__Aim of the exercise__:
Please transcribe word for word the part of the items below that opens with the line containing "Definition of the keypoint: for every instance of the lamp" and closes with the final line of the items, including both of those lines.

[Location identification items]
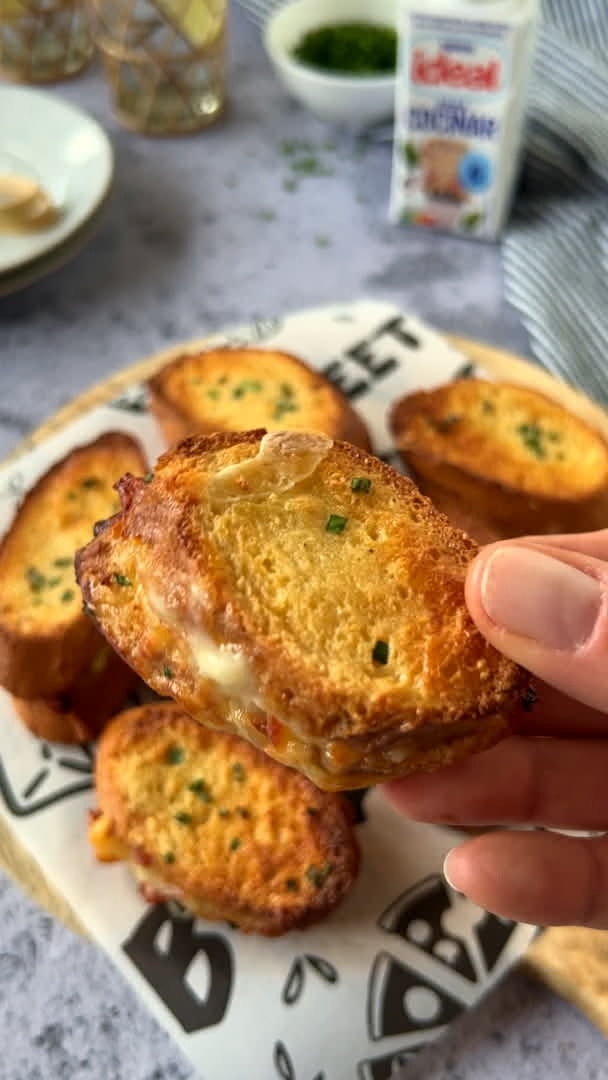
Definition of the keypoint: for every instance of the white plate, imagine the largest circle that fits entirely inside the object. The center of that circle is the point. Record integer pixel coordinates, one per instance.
(357, 995)
(71, 157)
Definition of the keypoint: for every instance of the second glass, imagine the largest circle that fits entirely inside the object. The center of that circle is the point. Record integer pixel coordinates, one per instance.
(165, 62)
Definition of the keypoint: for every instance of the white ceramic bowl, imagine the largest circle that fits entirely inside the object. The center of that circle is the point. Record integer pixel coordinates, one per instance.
(355, 100)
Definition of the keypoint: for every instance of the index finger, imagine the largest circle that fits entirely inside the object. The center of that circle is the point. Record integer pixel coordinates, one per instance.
(554, 714)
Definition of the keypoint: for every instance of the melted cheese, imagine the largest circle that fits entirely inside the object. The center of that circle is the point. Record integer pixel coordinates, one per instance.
(284, 459)
(105, 844)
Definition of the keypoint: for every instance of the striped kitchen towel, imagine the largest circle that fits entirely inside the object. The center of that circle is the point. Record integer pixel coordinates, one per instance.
(555, 250)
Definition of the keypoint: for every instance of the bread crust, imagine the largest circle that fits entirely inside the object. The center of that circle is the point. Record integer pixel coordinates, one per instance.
(178, 416)
(345, 726)
(148, 761)
(42, 658)
(523, 484)
(82, 711)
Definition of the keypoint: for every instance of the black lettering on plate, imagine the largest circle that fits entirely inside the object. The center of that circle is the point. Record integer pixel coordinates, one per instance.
(166, 969)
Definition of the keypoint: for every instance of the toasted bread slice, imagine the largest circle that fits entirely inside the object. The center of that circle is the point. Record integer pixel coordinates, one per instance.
(45, 639)
(319, 592)
(207, 820)
(515, 459)
(240, 389)
(82, 711)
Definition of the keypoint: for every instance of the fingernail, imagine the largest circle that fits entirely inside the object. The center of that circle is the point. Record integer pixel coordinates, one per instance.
(446, 871)
(537, 596)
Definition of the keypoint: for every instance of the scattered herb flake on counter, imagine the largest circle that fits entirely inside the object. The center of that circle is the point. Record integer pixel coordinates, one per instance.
(336, 524)
(380, 652)
(361, 484)
(174, 755)
(350, 49)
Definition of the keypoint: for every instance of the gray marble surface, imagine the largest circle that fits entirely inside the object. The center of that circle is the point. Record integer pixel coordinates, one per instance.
(203, 232)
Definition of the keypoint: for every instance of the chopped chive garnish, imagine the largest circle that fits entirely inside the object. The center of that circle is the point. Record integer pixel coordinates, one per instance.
(201, 790)
(36, 579)
(336, 523)
(318, 875)
(361, 484)
(380, 652)
(174, 755)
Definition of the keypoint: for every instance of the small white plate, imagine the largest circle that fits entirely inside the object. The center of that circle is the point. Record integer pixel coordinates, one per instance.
(70, 156)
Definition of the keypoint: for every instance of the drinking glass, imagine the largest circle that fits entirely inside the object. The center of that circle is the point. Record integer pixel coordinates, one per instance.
(164, 59)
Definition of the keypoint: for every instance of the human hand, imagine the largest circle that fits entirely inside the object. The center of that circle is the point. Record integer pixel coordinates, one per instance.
(543, 602)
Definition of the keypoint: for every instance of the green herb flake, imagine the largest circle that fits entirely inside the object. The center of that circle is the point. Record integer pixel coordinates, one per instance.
(336, 524)
(174, 755)
(201, 790)
(361, 484)
(36, 579)
(353, 48)
(380, 652)
(319, 875)
(531, 435)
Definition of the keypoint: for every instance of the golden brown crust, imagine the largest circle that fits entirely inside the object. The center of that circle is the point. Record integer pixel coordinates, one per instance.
(180, 396)
(45, 639)
(82, 711)
(516, 460)
(217, 824)
(296, 610)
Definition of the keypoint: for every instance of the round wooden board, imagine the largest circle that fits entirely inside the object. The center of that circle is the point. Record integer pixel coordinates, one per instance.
(573, 961)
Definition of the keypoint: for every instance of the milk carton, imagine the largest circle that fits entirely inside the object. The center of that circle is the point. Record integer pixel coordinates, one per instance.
(461, 83)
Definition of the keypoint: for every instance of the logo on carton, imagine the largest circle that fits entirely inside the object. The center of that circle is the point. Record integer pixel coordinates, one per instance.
(443, 69)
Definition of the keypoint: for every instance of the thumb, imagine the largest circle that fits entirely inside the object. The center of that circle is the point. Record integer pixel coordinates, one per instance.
(546, 608)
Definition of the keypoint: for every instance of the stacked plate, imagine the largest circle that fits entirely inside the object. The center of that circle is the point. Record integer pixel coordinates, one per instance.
(70, 157)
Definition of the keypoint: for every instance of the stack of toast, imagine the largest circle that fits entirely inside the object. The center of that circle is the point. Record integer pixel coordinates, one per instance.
(301, 603)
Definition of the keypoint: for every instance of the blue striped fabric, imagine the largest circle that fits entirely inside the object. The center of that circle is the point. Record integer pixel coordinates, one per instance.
(555, 251)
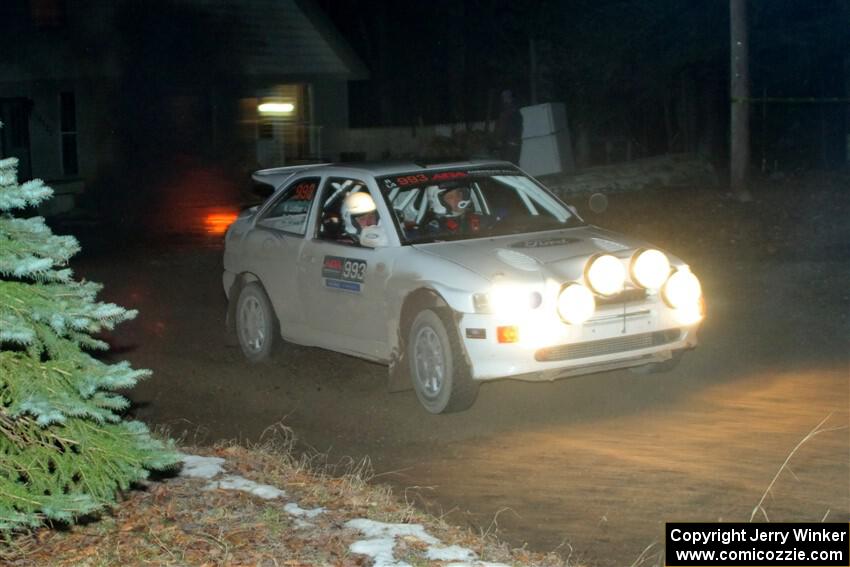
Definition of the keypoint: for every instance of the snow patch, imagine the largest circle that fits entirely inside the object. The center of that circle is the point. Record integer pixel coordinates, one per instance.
(296, 510)
(195, 466)
(371, 528)
(380, 550)
(450, 553)
(381, 544)
(233, 482)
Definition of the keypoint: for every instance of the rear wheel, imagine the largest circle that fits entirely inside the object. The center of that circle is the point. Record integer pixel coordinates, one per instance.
(440, 374)
(256, 323)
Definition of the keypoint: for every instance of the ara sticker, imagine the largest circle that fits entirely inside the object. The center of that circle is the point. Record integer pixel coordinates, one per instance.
(544, 242)
(342, 285)
(345, 269)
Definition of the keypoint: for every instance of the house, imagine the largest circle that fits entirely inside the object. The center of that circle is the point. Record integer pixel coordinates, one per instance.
(88, 87)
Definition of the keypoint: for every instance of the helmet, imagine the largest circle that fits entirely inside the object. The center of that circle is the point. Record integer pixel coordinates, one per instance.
(441, 208)
(354, 205)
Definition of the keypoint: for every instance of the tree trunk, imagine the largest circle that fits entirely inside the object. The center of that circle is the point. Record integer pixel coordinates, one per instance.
(739, 152)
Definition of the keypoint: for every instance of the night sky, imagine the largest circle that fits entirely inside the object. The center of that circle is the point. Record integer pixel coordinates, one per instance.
(633, 68)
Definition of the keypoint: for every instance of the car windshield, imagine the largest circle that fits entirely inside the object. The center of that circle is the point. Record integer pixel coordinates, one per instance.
(460, 204)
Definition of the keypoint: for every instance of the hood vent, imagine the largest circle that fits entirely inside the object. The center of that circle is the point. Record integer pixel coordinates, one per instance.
(518, 260)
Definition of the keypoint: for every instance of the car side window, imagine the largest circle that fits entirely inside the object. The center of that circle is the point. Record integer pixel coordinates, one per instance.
(291, 211)
(346, 208)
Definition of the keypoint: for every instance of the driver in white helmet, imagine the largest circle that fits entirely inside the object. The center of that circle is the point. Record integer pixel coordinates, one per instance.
(452, 208)
(358, 212)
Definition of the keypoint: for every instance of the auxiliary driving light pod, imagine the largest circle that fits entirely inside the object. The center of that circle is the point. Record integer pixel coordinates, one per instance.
(682, 290)
(605, 274)
(576, 304)
(650, 268)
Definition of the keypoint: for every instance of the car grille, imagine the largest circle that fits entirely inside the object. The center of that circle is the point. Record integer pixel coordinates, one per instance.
(606, 346)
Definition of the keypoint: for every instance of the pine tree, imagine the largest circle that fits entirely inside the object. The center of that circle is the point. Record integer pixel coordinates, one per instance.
(64, 448)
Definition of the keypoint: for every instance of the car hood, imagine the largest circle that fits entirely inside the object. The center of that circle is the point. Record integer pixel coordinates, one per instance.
(559, 254)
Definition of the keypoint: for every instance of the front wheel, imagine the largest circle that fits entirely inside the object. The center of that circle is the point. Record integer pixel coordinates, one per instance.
(256, 323)
(440, 374)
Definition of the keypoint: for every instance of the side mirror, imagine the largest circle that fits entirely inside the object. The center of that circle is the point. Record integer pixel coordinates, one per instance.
(598, 203)
(373, 237)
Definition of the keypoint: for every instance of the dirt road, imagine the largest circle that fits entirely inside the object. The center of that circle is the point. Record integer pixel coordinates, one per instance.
(591, 466)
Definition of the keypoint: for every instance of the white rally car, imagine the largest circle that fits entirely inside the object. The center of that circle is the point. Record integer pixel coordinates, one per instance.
(451, 274)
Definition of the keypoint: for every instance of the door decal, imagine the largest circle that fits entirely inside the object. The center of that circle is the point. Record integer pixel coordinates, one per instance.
(346, 274)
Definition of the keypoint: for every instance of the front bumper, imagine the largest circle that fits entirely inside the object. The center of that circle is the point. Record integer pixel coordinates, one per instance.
(547, 349)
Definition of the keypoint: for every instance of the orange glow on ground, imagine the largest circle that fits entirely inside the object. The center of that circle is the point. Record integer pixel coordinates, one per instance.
(217, 223)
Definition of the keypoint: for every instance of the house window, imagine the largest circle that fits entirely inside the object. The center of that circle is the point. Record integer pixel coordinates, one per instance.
(47, 13)
(68, 126)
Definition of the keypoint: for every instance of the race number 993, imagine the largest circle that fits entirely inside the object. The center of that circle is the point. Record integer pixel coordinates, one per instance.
(353, 270)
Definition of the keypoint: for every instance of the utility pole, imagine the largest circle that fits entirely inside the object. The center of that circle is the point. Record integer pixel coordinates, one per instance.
(532, 56)
(739, 152)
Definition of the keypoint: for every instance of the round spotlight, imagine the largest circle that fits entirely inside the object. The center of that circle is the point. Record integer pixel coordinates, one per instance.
(576, 304)
(605, 274)
(650, 268)
(682, 289)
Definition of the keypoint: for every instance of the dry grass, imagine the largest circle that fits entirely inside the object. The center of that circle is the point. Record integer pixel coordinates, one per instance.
(173, 522)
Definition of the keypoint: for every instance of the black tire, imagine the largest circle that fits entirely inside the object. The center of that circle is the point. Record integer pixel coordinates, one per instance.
(659, 367)
(439, 371)
(256, 325)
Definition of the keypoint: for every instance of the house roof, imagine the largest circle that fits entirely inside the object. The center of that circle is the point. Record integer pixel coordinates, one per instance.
(285, 37)
(274, 38)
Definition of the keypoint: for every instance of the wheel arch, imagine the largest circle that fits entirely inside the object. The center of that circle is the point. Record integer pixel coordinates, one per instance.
(416, 300)
(239, 282)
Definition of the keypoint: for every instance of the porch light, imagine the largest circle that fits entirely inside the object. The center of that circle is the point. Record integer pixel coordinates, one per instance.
(276, 108)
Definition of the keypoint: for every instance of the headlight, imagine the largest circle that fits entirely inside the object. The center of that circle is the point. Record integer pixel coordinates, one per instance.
(605, 274)
(576, 304)
(682, 290)
(650, 268)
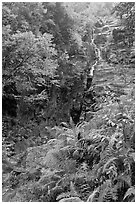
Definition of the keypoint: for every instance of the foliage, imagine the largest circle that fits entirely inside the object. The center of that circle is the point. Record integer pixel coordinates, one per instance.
(46, 156)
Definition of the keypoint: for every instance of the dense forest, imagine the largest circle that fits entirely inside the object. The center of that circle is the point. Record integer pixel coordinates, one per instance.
(68, 102)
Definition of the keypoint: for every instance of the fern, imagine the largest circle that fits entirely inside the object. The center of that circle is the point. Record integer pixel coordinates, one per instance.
(130, 192)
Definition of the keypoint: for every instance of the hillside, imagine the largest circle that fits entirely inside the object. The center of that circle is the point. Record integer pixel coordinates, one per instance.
(68, 102)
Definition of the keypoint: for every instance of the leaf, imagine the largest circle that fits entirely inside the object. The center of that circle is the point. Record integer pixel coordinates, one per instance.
(130, 191)
(92, 196)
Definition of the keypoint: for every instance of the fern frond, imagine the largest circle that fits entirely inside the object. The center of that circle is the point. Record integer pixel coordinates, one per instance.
(92, 197)
(130, 191)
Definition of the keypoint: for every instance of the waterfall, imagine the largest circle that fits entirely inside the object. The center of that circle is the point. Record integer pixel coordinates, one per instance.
(98, 54)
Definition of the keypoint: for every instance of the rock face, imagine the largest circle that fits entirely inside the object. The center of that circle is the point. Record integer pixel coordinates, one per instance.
(71, 199)
(113, 58)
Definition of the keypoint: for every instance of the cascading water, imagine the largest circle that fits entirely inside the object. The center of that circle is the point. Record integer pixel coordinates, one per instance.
(98, 54)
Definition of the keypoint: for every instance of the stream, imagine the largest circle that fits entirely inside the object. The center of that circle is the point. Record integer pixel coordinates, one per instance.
(98, 54)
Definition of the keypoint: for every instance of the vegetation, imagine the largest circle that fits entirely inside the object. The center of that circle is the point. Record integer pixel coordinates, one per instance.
(68, 102)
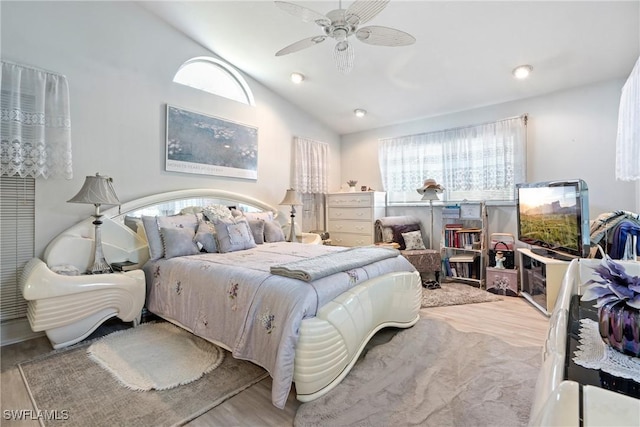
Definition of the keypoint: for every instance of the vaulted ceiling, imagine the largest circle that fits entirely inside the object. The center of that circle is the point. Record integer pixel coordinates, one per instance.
(463, 57)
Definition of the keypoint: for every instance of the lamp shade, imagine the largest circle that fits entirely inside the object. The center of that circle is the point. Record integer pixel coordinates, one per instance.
(430, 184)
(291, 198)
(97, 190)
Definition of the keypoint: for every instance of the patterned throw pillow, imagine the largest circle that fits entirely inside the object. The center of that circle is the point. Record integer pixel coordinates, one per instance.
(398, 231)
(213, 212)
(233, 234)
(257, 229)
(178, 242)
(206, 237)
(273, 232)
(413, 240)
(153, 224)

__The completed task__:
Definition of the keypoint: for every instance of the lamp shade, imagine the largest circle that fits entirely inside the object. The center of that circle is the point. Record integer pixel coordinates, one per instance.
(430, 184)
(291, 198)
(97, 190)
Definition of the keypoint: for every instance of the patterned throw pillow, imagine the largest circle that fits entirely inside the object. The center of that circle is the point. Record integer pixel coordinates, one per instance.
(398, 231)
(213, 212)
(233, 234)
(257, 229)
(178, 242)
(206, 237)
(273, 232)
(413, 240)
(153, 224)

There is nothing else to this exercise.